◆ **What the task asks**:
Rescale the entries from the start through the line with "x=298 y=168", both included, by rewriting those lines in full with the requests and multiplying every coordinate in the answers by 1.95, rounded to whole numbers with halves rounded up. Give only these lines, and leave out the pictures.

[Excerpts of location labeling data]
────────
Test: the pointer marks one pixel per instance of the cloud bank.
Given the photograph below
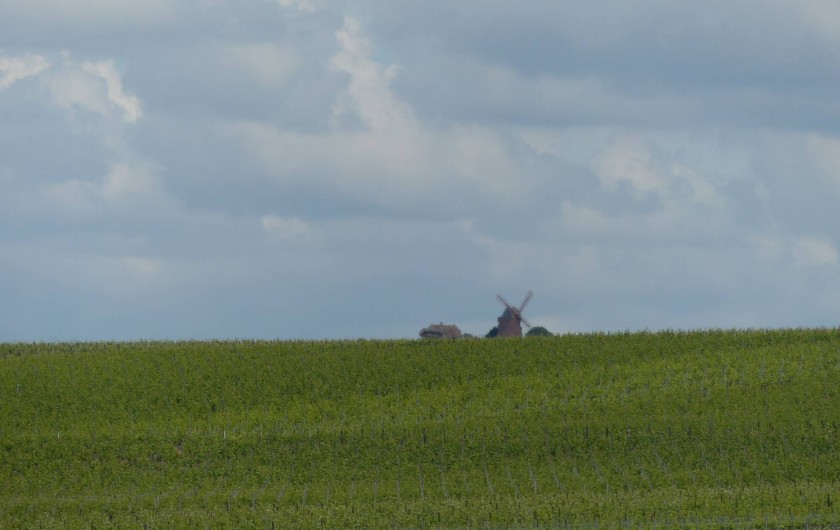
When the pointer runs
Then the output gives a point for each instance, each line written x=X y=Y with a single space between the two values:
x=298 y=168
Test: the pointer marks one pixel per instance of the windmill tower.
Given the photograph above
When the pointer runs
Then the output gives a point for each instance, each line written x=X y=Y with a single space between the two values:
x=510 y=323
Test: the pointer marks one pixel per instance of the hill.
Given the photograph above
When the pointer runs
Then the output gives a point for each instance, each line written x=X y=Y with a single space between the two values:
x=729 y=428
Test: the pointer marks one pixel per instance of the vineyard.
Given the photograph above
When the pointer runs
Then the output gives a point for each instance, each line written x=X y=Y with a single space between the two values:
x=683 y=429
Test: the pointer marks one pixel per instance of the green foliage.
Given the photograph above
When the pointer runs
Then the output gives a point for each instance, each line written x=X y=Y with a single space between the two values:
x=717 y=428
x=538 y=331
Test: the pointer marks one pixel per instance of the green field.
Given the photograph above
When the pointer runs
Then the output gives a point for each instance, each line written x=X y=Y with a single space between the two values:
x=705 y=429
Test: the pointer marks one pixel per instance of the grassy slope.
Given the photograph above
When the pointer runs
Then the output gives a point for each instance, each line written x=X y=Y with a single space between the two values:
x=738 y=427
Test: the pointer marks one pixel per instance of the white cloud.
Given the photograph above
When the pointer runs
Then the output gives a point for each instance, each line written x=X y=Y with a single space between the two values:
x=368 y=96
x=808 y=252
x=94 y=86
x=89 y=13
x=127 y=103
x=122 y=189
x=307 y=6
x=14 y=69
x=629 y=159
x=140 y=266
x=287 y=228
x=378 y=150
x=802 y=251
x=266 y=62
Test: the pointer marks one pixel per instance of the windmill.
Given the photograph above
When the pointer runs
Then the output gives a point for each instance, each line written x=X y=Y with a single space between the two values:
x=510 y=323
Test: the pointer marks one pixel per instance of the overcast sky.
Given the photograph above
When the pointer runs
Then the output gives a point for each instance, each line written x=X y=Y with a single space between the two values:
x=194 y=169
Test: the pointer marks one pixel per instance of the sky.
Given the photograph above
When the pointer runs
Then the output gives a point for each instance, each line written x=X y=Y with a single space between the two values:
x=325 y=169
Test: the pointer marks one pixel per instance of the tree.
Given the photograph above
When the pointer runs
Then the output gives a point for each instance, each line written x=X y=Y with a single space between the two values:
x=538 y=331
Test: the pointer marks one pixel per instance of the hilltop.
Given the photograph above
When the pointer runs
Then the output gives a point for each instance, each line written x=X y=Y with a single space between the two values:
x=707 y=428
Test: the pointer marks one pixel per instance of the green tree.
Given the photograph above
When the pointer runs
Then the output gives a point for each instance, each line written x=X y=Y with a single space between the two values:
x=538 y=331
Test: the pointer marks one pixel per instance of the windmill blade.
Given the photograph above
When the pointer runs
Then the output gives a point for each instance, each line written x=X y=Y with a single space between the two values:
x=526 y=300
x=502 y=300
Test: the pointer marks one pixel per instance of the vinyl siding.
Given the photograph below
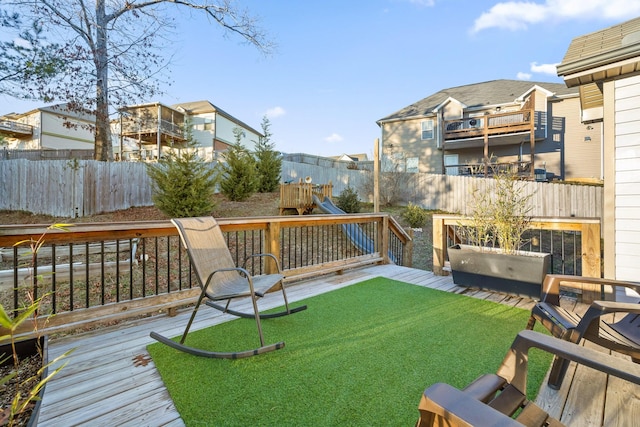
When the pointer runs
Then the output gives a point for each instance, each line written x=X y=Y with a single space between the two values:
x=582 y=156
x=402 y=140
x=627 y=177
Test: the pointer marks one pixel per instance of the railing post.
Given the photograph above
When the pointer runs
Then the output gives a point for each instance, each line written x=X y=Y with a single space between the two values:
x=383 y=238
x=439 y=246
x=591 y=260
x=272 y=244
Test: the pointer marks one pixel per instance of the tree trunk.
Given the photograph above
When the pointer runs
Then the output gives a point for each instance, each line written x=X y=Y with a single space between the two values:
x=103 y=148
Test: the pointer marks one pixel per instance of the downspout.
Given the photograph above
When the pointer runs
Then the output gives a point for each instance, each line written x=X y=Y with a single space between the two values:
x=159 y=135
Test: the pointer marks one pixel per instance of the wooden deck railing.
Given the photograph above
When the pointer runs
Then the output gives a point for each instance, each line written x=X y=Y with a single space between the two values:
x=575 y=245
x=145 y=268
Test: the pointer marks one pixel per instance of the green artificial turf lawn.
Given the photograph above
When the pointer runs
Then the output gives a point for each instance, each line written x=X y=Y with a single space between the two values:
x=358 y=356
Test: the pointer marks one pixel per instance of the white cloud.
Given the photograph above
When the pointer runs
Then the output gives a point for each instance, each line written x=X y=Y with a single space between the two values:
x=544 y=68
x=334 y=137
x=423 y=2
x=518 y=15
x=275 y=112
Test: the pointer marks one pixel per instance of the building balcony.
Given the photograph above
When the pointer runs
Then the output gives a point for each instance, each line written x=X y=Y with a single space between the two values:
x=497 y=129
x=15 y=129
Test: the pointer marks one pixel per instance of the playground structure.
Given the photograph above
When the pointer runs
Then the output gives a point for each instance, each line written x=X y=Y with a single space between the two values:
x=299 y=196
x=354 y=232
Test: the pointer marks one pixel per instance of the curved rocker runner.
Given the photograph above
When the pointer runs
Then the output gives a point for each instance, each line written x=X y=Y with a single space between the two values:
x=221 y=280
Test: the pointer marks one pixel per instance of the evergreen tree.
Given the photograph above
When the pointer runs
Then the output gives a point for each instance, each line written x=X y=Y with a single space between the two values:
x=183 y=183
x=268 y=161
x=239 y=175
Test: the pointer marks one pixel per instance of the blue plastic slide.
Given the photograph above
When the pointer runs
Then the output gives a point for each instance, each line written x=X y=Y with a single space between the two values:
x=353 y=231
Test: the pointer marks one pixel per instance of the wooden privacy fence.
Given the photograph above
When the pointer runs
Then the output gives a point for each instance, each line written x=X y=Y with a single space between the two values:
x=74 y=188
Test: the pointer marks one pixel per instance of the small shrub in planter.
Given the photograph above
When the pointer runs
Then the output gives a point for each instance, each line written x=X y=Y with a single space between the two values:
x=348 y=200
x=415 y=215
x=492 y=258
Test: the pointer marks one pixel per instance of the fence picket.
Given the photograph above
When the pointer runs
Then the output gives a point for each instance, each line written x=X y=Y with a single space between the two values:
x=80 y=188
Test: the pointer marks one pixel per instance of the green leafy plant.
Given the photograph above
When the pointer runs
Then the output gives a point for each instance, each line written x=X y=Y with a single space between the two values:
x=499 y=218
x=27 y=391
x=183 y=184
x=348 y=200
x=268 y=161
x=239 y=175
x=415 y=215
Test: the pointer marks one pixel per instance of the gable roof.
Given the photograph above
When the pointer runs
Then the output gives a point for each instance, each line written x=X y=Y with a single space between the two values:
x=204 y=107
x=494 y=92
x=602 y=54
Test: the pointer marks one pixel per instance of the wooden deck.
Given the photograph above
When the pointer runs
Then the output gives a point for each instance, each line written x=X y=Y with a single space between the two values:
x=110 y=379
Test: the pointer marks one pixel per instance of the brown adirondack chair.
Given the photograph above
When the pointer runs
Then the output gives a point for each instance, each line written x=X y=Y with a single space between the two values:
x=621 y=335
x=221 y=280
x=493 y=399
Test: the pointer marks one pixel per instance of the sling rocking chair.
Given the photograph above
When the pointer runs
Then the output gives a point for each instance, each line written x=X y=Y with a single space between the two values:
x=221 y=282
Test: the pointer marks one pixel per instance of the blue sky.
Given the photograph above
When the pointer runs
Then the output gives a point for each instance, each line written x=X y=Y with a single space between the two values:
x=340 y=65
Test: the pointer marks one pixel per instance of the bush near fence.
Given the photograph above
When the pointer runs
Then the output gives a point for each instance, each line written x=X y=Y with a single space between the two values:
x=71 y=188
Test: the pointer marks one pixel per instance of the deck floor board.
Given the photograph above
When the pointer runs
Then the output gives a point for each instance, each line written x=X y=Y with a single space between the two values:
x=110 y=379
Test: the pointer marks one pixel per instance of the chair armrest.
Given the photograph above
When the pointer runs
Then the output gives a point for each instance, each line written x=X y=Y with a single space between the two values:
x=606 y=307
x=261 y=255
x=514 y=366
x=459 y=409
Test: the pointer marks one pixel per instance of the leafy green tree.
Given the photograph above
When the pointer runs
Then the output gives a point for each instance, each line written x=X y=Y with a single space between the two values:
x=183 y=183
x=268 y=161
x=114 y=52
x=348 y=200
x=239 y=175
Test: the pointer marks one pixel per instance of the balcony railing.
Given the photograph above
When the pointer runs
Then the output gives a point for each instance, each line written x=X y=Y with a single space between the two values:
x=13 y=128
x=490 y=124
x=132 y=128
x=109 y=271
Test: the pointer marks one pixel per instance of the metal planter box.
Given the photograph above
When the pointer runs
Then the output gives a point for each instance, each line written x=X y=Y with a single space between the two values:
x=520 y=274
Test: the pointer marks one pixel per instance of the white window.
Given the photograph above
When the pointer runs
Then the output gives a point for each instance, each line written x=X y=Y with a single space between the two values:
x=427 y=129
x=412 y=165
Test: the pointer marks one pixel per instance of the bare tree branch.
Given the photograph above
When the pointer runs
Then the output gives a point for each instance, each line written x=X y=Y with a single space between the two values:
x=113 y=51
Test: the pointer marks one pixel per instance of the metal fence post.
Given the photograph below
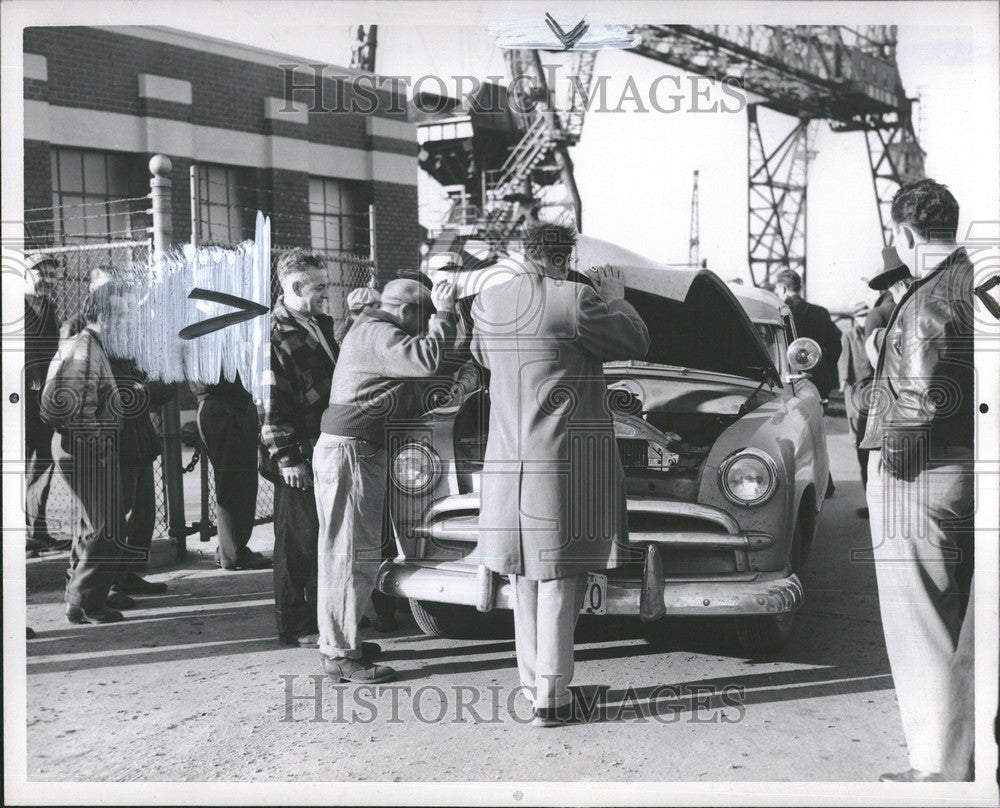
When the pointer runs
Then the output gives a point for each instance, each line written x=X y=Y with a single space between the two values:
x=372 y=252
x=204 y=519
x=170 y=416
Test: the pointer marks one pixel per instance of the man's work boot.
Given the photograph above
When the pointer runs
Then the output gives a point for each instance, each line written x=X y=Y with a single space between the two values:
x=911 y=776
x=133 y=584
x=357 y=671
x=300 y=640
x=77 y=614
x=119 y=600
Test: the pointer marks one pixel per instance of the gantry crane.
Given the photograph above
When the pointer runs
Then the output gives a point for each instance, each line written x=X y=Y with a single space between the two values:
x=694 y=235
x=847 y=76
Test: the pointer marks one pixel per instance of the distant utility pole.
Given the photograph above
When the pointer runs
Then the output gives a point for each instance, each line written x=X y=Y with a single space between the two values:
x=921 y=112
x=363 y=50
x=694 y=240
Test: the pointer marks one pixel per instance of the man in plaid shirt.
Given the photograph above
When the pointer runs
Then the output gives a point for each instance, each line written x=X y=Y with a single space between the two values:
x=303 y=355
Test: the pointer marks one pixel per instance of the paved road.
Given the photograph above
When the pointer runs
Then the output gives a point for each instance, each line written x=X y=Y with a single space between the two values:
x=194 y=687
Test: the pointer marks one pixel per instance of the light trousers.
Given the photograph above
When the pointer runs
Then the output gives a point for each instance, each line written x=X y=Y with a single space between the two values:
x=545 y=615
x=922 y=541
x=350 y=477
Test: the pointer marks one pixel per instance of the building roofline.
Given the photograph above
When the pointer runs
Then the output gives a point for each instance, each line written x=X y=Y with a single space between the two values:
x=224 y=47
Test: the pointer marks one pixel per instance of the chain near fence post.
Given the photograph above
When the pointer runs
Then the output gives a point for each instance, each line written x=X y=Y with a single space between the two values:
x=205 y=517
x=170 y=419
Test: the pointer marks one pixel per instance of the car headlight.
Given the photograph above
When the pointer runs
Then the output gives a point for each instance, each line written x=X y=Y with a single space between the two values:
x=748 y=477
x=415 y=468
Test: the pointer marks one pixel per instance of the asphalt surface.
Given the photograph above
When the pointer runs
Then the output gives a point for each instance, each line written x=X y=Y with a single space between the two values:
x=195 y=687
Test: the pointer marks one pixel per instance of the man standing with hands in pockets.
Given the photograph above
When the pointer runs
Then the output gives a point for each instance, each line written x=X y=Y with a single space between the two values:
x=553 y=491
x=382 y=357
x=303 y=355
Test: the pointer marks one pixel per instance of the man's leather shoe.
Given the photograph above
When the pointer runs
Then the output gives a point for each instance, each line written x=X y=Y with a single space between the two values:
x=358 y=671
x=119 y=600
x=911 y=776
x=300 y=640
x=247 y=561
x=134 y=584
x=47 y=544
x=77 y=614
x=553 y=716
x=383 y=624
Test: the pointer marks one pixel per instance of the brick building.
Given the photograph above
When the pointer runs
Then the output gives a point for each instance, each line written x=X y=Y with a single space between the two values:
x=99 y=102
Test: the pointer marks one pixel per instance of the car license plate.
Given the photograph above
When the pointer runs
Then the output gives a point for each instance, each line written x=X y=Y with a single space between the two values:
x=596 y=599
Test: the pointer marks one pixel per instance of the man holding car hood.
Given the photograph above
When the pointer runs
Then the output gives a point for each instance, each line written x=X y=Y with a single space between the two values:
x=553 y=502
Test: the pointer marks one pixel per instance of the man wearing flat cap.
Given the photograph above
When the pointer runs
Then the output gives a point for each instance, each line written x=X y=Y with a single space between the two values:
x=921 y=487
x=41 y=339
x=381 y=359
x=891 y=283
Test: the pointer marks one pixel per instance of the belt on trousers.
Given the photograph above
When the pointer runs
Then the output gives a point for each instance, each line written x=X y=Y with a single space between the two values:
x=350 y=439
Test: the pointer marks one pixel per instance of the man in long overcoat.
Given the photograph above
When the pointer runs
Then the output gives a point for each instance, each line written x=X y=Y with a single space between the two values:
x=553 y=495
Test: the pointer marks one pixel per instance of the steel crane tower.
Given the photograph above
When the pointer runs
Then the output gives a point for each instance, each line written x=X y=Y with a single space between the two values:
x=847 y=76
x=694 y=237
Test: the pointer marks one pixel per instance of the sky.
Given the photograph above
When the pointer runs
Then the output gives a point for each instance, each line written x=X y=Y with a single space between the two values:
x=634 y=170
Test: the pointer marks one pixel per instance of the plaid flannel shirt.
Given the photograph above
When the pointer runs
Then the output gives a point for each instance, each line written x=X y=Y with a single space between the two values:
x=297 y=390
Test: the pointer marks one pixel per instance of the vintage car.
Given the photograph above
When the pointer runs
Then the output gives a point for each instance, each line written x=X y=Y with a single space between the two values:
x=721 y=437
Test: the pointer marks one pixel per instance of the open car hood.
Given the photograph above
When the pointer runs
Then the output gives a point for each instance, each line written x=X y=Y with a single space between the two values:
x=694 y=319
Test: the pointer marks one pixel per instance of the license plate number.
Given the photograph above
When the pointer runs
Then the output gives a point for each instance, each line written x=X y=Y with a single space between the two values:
x=596 y=599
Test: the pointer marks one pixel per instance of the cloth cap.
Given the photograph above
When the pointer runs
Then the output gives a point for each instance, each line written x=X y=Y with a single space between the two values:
x=893 y=270
x=403 y=291
x=365 y=296
x=36 y=260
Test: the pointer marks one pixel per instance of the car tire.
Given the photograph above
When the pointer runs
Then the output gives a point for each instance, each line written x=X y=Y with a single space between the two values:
x=758 y=635
x=461 y=622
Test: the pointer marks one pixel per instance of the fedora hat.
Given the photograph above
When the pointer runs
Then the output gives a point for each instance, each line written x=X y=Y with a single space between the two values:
x=893 y=270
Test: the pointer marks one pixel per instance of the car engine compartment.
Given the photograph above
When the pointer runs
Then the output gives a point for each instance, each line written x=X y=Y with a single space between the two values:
x=664 y=428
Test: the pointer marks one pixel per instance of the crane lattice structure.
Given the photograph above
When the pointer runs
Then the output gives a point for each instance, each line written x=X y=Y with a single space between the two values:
x=694 y=236
x=847 y=76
────────
◆ **Complete response**:
Test: the pointer marks one pixel per instance of the cloud bank.
Given the photograph below
When the pointer runs
Then the output gives a point for each instance, each line written x=X y=Y with a single space between the two values:
x=581 y=328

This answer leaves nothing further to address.